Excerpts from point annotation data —
--------------------------------
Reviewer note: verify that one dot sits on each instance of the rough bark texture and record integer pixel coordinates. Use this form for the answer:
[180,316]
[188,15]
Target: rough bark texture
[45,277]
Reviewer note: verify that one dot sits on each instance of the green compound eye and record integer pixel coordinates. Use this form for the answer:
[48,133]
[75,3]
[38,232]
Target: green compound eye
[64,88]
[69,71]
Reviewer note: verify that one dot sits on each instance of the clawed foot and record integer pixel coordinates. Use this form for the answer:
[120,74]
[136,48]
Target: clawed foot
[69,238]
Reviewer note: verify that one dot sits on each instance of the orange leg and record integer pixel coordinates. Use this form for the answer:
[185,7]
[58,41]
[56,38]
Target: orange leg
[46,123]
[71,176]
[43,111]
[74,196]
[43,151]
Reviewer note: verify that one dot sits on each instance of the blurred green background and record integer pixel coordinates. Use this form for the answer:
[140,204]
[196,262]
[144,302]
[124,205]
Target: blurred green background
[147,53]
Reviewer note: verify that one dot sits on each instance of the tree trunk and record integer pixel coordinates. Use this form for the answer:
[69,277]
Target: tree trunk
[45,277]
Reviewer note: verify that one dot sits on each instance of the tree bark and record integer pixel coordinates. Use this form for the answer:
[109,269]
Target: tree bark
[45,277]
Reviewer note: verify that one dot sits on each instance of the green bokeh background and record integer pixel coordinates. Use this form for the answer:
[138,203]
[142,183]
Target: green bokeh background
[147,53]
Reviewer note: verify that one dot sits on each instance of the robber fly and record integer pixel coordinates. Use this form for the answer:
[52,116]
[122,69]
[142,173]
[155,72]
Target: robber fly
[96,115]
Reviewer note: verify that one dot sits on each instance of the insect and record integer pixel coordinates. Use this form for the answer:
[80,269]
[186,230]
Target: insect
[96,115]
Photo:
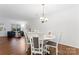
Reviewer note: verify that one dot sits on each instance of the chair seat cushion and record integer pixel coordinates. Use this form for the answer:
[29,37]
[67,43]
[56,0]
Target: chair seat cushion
[51,43]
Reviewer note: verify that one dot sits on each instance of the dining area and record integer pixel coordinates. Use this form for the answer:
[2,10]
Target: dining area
[40,43]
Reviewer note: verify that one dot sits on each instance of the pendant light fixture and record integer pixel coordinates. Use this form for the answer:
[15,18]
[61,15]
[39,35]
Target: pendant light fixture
[43,19]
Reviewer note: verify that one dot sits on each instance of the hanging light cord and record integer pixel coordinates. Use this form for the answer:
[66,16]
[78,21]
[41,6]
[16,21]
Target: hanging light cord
[43,9]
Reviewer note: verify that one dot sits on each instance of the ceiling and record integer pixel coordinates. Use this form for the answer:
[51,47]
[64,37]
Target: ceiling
[30,11]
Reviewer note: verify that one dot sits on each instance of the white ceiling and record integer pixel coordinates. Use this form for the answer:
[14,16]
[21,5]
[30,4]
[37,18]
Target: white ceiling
[30,11]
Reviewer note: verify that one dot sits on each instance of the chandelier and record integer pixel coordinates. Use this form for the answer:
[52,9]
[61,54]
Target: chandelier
[43,19]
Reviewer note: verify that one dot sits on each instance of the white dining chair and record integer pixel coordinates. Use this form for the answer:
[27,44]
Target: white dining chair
[53,42]
[36,46]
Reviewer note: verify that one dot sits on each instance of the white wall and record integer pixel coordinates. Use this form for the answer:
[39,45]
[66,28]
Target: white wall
[7,24]
[65,21]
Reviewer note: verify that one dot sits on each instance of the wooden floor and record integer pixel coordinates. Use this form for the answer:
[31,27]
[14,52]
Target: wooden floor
[16,46]
[12,46]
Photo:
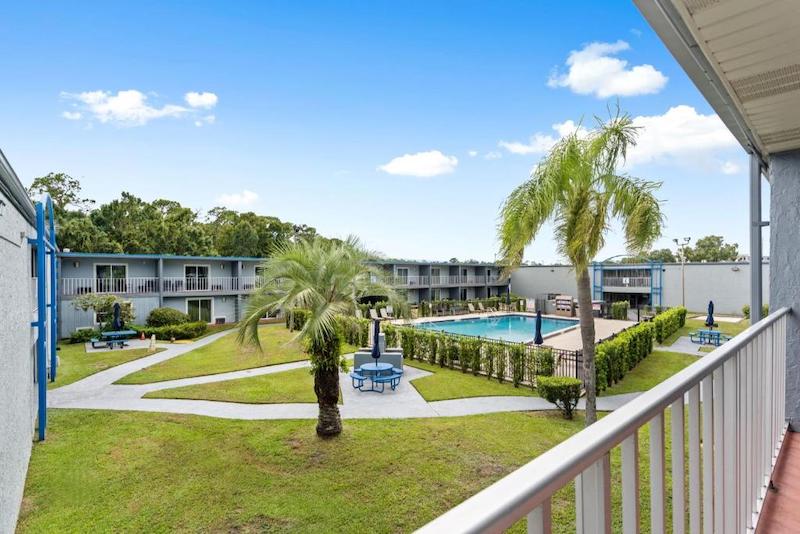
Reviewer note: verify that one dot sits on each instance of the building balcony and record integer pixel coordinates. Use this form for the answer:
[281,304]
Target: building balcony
[155,285]
[725,415]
--------------------------------
Problem to work on — Reproduce each entry precisely. Leave the pictures out.

Complete answer —
Reviewer note: verify that one dot sits on each instance of the rough bark texture and record integer pixel coordinates. Use this form for the answer:
[180,316]
[188,15]
Target: rough bark texture
[45,277]
Reviewer note: verify that one dot sits on each instance of the green compound eye and record integer pixel coordinates. Use this form for the answer:
[48,133]
[75,3]
[38,232]
Target: green compound eye
[64,88]
[69,71]
Reviewer note: verify that one dot sits on each instance of the clawed foot and record integer pixel coordinates. Use this form for the answer:
[120,74]
[136,48]
Target: clawed foot
[69,238]
Reviewer note: verify that one dot sits on each instance of the orange leg and record integer pixel coordinates. Use this form for the answer:
[185,7]
[58,41]
[56,38]
Target: orange leg
[46,123]
[71,176]
[43,111]
[74,196]
[43,151]
Reviewer note: verify that one dot sits on each instance of the blurred green background and record integer pixel coordinates. Use this form for the answer:
[140,204]
[196,262]
[144,302]
[124,205]
Target: blurred green background
[147,53]
Reviewer note: verify that one dot sits on each instance of the tree trunk and record integer pixel coordinates. Use this form for the answer:
[69,277]
Target: tree trunk
[45,277]
Reviewer note: verify that one dot sits on each instance of the tree bark and record integer pixel coordinates. Use this form for the answer:
[109,269]
Target: tree bark
[45,277]
Reviewer note: verify that one dot sits on each instance of the green bokeh background and record integer pixel coordinates. Use this form for the answer:
[138,203]
[142,183]
Target: green bokeh background
[147,53]
Reviewer note: verify that one dot sits on each instance of the robber fly and record integer pixel coordinates. Use this form for the answer:
[52,116]
[122,69]
[142,173]
[155,72]
Target: robber fly
[96,115]
Reviewer note: verify that one dot sits on each instance of the insect and record integer pixel coordinates. Use this form for the answer:
[80,269]
[186,230]
Target: insect
[96,115]
Photo:
Reviewer note: verify that one dot sits on each instance of the chair seat cushion and record integer pixel coordinates. Use this form for the answer:
[29,37]
[67,43]
[56,0]
Target: chair seat cushion
[51,43]
Reviewer note: verify that one dot sits on each instance of the dining area and record integer pixel coordinates. Use this form for the answer:
[2,10]
Target: dining area
[40,43]
Reviewer note: verify that one dot sits on each instance of the pendant light fixture and record integer pixel coordinates. Use this form for the answer:
[15,18]
[61,15]
[39,35]
Target: pendant light fixture
[43,19]
Reviewer note: verify that one dot sits on each instance of the hanging light cord and record integer pixel coordinates. Use this form for the answer:
[66,16]
[78,21]
[41,6]
[16,21]
Target: hanging light cord
[43,9]
Reviewer note: verify that one dot sits on each instance of the ceiling and record integer pixel coordinates. Use this form for the answer:
[51,47]
[64,37]
Target: ceiling
[30,11]
Reviewer note: verify that one dot sits on each instance of the white ceiling and record integer pixel coordinates. Use this form for the answer:
[14,16]
[21,5]
[30,4]
[37,18]
Target: white ceiling
[30,11]
Reviewer note: verify that one dot sits on each instance of the chandelier and record integer pixel coordinates. Use this form for the answer:
[52,9]
[61,54]
Target: chandelier
[43,19]
Reviewer note: verify that one dot sits on each instance of the white dining chair and record integer pixel coordinates. Use this form for the answer:
[27,44]
Target: white dining chair
[53,42]
[36,46]
Reviewer note: verify that one dot sits on each instance of the white wall and record integer pixel coordinates. Use this form for the answer:
[39,45]
[66,28]
Target: white wall
[7,24]
[65,21]
Reviewer note: verify that one dot sits on each instance of the wooden floor and record integer pixel coordinates. Use this form for the answer:
[31,27]
[14,52]
Target: wooden floor
[16,46]
[12,46]
Photo:
Reviewer note: verify that one dot sits on each instance of the building balcony and record integer pixel coordinates. Use this form for the answer:
[281,304]
Target: building balcony
[155,285]
[725,415]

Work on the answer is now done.